** Start Record set **
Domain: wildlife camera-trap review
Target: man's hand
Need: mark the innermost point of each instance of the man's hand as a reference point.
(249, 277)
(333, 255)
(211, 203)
** End Record set **
Written request:
Render all the records above as a two-column CSV with the headers request and response, one row per record. Put each record's text and its answer in its own quoted field, replacing any line breaks with spaces.

Solved problem:
request,response
"Domain: wildlife camera-trap review Target: man's hand Need: mark the innermost point of each instance of the man's hand as a reference point.","(249, 277) (333, 255) (211, 203)"